_What is expected_: Reproduce each of the following entries line for line, and leave out the pictures.

_Data for this exercise_:
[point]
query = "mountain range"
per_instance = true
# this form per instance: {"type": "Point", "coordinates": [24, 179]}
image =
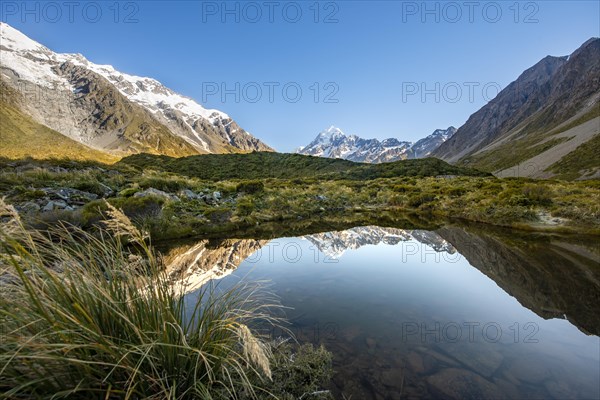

_Task result_:
[point]
query = "mountain range"
per_instance = true
# this form per instance: {"type": "Point", "coordinates": [24, 179]}
image =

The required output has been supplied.